#### [WHAT YOU HAVE TO DO]
Count the lines in the listing below that contain the string "green", treating uppercase and lowercase letters as different, and reply with the number alone.

#### [EXCERPTED RECORDS]
● ● ●
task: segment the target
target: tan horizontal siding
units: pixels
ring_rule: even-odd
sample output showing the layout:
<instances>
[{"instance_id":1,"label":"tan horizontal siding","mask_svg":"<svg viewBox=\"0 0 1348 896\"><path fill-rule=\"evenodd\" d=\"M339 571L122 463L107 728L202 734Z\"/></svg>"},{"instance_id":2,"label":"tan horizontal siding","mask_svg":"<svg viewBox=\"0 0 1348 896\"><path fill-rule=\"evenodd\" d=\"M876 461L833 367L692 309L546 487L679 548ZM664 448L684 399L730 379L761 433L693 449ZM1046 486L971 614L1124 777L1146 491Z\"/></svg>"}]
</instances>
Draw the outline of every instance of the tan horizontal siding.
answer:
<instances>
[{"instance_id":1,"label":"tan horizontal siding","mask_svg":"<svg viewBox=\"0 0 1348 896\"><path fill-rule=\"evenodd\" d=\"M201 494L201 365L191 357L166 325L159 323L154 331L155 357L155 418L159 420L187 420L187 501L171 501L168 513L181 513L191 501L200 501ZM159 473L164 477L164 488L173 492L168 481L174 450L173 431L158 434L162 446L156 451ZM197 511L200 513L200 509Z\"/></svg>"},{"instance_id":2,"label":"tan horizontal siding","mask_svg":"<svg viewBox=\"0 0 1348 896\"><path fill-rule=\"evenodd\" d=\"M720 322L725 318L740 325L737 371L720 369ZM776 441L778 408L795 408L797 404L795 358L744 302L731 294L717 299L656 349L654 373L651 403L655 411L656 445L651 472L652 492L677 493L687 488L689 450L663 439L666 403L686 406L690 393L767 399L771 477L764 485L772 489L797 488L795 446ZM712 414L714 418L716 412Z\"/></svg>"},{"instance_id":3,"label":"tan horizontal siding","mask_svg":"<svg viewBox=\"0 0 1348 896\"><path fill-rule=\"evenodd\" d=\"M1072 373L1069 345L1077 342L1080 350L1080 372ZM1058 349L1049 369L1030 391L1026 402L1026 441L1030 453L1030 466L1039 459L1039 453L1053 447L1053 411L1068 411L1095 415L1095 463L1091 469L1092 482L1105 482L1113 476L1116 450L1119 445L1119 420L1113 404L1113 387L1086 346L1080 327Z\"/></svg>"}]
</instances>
● ● ●
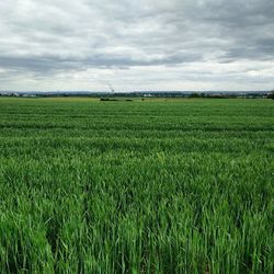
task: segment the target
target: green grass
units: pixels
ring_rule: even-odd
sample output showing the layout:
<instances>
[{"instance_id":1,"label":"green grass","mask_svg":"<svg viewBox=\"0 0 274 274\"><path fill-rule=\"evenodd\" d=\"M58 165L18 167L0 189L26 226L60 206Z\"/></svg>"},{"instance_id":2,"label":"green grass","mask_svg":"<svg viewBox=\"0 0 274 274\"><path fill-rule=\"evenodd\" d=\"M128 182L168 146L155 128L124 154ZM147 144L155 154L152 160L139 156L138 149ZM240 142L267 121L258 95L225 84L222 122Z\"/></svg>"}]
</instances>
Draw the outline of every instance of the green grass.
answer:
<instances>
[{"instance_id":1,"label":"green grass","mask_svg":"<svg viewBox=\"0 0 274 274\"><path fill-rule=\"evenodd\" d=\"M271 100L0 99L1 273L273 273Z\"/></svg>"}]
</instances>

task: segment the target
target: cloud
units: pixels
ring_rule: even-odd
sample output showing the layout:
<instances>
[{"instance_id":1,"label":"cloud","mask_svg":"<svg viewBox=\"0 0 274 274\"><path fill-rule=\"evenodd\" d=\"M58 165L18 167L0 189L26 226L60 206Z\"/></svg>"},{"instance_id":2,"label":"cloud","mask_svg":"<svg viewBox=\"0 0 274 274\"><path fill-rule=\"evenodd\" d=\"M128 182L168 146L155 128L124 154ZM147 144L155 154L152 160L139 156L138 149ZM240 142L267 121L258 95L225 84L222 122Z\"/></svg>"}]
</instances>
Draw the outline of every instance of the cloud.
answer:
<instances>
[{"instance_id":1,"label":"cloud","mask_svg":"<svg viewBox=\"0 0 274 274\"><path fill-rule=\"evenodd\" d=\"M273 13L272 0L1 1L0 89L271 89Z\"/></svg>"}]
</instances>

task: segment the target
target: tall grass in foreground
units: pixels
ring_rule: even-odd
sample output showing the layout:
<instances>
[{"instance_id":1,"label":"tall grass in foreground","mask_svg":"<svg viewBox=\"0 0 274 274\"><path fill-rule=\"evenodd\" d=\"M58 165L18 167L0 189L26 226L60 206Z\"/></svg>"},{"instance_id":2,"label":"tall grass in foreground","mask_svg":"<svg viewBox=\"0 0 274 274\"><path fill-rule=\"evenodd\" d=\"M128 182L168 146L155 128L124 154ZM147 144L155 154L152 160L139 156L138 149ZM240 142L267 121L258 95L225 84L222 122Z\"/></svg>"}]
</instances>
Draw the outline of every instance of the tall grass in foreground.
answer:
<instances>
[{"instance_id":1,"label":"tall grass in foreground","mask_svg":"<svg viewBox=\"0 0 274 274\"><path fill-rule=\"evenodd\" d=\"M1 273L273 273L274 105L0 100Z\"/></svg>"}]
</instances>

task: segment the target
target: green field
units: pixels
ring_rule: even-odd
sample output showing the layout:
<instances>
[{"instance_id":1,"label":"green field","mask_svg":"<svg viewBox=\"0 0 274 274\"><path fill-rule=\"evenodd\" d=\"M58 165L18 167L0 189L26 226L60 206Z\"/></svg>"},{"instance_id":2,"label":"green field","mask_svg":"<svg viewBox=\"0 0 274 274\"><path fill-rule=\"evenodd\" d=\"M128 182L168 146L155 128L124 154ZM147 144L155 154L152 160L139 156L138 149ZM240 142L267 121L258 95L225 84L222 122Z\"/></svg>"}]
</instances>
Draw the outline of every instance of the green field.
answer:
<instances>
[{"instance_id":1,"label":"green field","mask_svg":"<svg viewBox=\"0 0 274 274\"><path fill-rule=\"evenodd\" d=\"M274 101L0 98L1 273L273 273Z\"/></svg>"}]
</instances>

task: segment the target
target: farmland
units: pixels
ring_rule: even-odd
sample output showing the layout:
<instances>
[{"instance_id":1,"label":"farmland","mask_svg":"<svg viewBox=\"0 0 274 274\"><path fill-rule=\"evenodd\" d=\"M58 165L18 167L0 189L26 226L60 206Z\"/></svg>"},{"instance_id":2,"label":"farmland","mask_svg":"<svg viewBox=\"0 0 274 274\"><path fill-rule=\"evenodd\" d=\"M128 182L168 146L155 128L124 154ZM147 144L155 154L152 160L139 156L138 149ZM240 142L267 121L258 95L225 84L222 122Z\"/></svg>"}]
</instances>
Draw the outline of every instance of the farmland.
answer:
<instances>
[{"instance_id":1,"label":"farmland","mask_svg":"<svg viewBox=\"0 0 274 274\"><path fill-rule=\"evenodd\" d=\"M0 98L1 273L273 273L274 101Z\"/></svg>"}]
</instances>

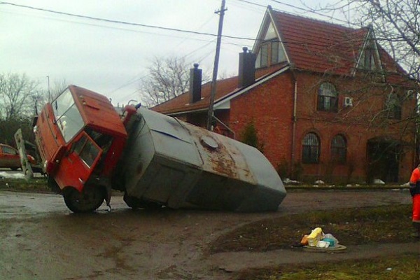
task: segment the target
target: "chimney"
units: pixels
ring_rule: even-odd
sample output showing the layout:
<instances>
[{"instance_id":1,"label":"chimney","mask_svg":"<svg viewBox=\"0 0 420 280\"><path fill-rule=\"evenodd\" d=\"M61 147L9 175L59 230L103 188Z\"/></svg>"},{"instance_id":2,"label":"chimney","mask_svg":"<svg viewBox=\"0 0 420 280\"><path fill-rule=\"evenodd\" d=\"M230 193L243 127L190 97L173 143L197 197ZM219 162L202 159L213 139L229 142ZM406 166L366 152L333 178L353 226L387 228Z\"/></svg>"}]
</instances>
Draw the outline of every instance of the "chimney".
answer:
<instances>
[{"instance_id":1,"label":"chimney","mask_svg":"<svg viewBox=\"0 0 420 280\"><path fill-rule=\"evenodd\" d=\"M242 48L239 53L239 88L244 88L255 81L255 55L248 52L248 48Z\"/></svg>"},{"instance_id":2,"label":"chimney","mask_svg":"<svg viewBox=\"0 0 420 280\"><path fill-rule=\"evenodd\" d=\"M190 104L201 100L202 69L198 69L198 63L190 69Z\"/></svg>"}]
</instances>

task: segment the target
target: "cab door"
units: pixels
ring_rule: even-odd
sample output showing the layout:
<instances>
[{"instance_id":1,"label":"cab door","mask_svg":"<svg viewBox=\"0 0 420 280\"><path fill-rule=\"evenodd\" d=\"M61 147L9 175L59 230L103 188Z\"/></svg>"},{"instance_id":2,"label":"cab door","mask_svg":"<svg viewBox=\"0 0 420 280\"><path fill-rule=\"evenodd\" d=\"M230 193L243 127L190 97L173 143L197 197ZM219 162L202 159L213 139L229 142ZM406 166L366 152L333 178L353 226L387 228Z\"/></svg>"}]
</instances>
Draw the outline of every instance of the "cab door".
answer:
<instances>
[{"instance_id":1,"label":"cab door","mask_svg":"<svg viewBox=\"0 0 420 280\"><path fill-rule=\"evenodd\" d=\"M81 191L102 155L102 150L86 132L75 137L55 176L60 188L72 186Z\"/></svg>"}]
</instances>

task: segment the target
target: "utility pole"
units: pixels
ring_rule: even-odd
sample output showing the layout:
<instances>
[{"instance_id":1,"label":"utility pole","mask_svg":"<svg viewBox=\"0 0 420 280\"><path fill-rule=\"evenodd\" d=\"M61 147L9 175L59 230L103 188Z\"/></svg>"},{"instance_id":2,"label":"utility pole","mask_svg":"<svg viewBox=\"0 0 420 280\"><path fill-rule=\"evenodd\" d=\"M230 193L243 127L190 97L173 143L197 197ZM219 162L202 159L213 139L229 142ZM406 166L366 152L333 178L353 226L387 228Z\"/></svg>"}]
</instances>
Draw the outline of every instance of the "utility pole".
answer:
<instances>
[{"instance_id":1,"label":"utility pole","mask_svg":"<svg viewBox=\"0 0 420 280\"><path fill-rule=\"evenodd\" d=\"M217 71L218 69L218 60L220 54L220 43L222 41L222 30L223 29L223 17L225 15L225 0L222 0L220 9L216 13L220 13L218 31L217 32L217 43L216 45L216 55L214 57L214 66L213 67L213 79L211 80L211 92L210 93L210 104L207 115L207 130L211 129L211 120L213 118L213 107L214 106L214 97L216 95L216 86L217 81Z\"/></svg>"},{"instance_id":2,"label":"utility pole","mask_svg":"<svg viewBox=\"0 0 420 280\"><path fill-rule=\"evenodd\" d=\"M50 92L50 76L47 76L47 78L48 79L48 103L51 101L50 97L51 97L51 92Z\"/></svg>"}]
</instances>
● ● ●
#### [OUTPUT OF THE EXERCISE]
8